_Problem to work on:_ Each record must be written out again exactly. Skip any picture it contains.

_Task input:_
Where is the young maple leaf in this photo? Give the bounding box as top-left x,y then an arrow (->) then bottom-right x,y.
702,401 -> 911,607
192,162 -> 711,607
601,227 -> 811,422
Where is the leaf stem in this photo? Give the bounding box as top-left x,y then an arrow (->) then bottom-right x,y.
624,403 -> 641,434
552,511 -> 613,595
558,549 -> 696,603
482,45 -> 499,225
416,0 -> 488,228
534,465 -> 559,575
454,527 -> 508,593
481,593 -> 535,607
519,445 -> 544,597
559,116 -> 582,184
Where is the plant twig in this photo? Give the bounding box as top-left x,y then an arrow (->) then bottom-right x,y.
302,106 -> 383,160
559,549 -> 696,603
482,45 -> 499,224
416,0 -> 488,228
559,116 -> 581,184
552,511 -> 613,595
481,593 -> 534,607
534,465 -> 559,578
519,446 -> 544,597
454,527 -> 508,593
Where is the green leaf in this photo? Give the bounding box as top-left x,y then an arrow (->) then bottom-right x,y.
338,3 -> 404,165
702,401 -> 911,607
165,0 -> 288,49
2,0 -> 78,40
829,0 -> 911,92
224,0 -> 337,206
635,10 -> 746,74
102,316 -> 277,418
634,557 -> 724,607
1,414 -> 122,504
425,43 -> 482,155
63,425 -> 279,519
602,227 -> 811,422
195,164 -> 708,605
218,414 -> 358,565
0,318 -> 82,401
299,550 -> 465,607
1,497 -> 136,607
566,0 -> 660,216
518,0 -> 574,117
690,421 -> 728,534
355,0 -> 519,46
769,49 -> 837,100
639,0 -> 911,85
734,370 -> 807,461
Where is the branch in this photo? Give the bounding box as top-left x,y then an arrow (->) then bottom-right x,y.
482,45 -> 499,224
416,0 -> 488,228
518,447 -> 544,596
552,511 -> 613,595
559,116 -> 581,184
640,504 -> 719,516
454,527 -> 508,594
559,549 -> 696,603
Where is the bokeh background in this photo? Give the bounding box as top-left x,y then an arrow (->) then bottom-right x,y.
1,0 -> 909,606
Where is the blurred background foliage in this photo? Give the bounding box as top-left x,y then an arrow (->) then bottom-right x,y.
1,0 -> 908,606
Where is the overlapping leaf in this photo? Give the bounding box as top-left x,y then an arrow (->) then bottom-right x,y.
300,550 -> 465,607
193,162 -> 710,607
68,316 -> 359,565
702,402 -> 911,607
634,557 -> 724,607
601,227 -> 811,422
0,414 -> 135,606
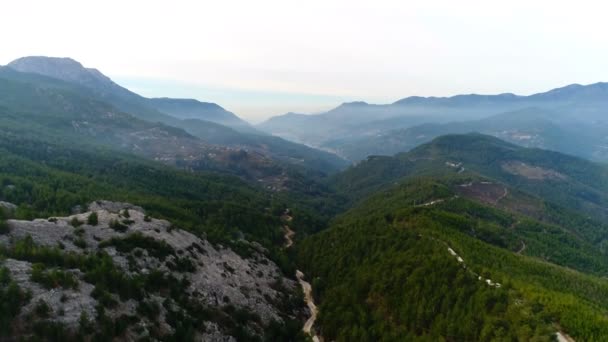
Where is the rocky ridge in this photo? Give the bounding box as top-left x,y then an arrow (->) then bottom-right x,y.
0,201 -> 298,340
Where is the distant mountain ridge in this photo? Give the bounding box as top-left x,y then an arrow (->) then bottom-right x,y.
391,82 -> 608,105
323,107 -> 608,162
147,97 -> 255,133
259,81 -> 608,164
8,56 -> 116,91
7,56 -> 255,132
2,56 -> 348,176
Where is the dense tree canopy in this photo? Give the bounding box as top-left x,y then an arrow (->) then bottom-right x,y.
299,180 -> 608,341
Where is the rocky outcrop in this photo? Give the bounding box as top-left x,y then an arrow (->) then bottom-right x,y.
0,201 -> 297,340
0,201 -> 17,212
3,259 -> 97,329
88,200 -> 144,213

_Answer section:_
Where is the young maple leaf in this photo? Give the bounding box as top-left x,y then an arrow (->) then bottom-right x,y.
702,401 -> 911,607
192,162 -> 711,607
601,227 -> 811,422
Where is the leaf stem in this photo? Give the bounding box as top-left x,y then an arrow (->) then bottom-right x,y.
624,403 -> 641,434
552,511 -> 613,595
558,549 -> 696,603
482,45 -> 499,225
416,0 -> 488,228
534,465 -> 559,575
454,527 -> 508,593
481,593 -> 535,607
519,445 -> 544,597
559,116 -> 582,184
Where is the plant twig in this photo? Give the bounding box as top-left x,y then an arrow (->) then bottom-right x,y.
302,106 -> 383,160
559,549 -> 696,603
482,45 -> 499,224
416,0 -> 488,228
559,116 -> 581,184
552,511 -> 613,595
481,593 -> 534,607
534,465 -> 559,578
519,446 -> 544,597
454,527 -> 508,593
Where is the green leaf in this photo? Give the bounding box as top-left x,y then an arrow (->) then bottom-right x,y.
338,3 -> 404,165
702,401 -> 911,607
165,0 -> 288,49
2,0 -> 78,40
829,0 -> 911,92
224,0 -> 337,206
635,10 -> 746,74
102,316 -> 277,418
634,557 -> 724,607
1,414 -> 122,504
425,43 -> 482,155
63,425 -> 279,519
602,227 -> 811,422
195,164 -> 708,605
218,414 -> 358,565
0,318 -> 82,401
299,550 -> 465,607
1,497 -> 136,607
566,0 -> 660,216
518,0 -> 574,117
690,421 -> 728,534
355,0 -> 519,46
769,49 -> 837,100
639,0 -> 911,85
734,370 -> 807,461
Where is the branch in this photo? Give the bounding box as top-left x,y then an arrow (->) then bottom-right x,y.
482,45 -> 499,224
416,0 -> 488,228
518,447 -> 544,596
552,511 -> 613,595
559,116 -> 581,184
640,504 -> 719,516
454,527 -> 508,594
559,549 -> 696,603
Where is the bokeh background in this photo? Give the bounding box as top-left x,y then an arrow (->) then bottom-right x,y.
1,0 -> 909,606
Where is the blurred background foliage in this photo? Give the bounding box as top-left x,y then an arrow (->) then bottom-right x,y.
1,0 -> 908,606
Where is the overlapping leaf in this photo? Give the bounding box as top-left x,y then an arrow (->) then bottom-right x,y.
300,550 -> 465,607
193,162 -> 710,607
68,316 -> 359,565
702,402 -> 911,607
634,557 -> 724,607
601,227 -> 811,422
0,414 -> 135,606
Where is the rocky ridge in this photo? Give the bounding box as top-left x,y then an arrow (->) then bottom-right x,y.
0,201 -> 298,340
Where is the distant mountain ridge in this photo? Give the bounding box as top-left x,y then an arrow (->) then bottom-right x,y.
391,82 -> 608,105
323,107 -> 608,162
147,97 -> 255,133
259,81 -> 608,164
8,56 -> 116,91
7,56 -> 255,132
2,56 -> 348,176
Where is the dense tree canopy in this photo? Give the bounding box as top-left x,y then an arrow (->) then bottom-right x,y.
299,180 -> 608,341
Where is the rocky outcrop in this photo? Give the bounding box as top-left x,y then an arrow (->) then bottom-right x,y.
0,201 -> 297,340
0,201 -> 17,212
3,259 -> 97,329
88,200 -> 144,213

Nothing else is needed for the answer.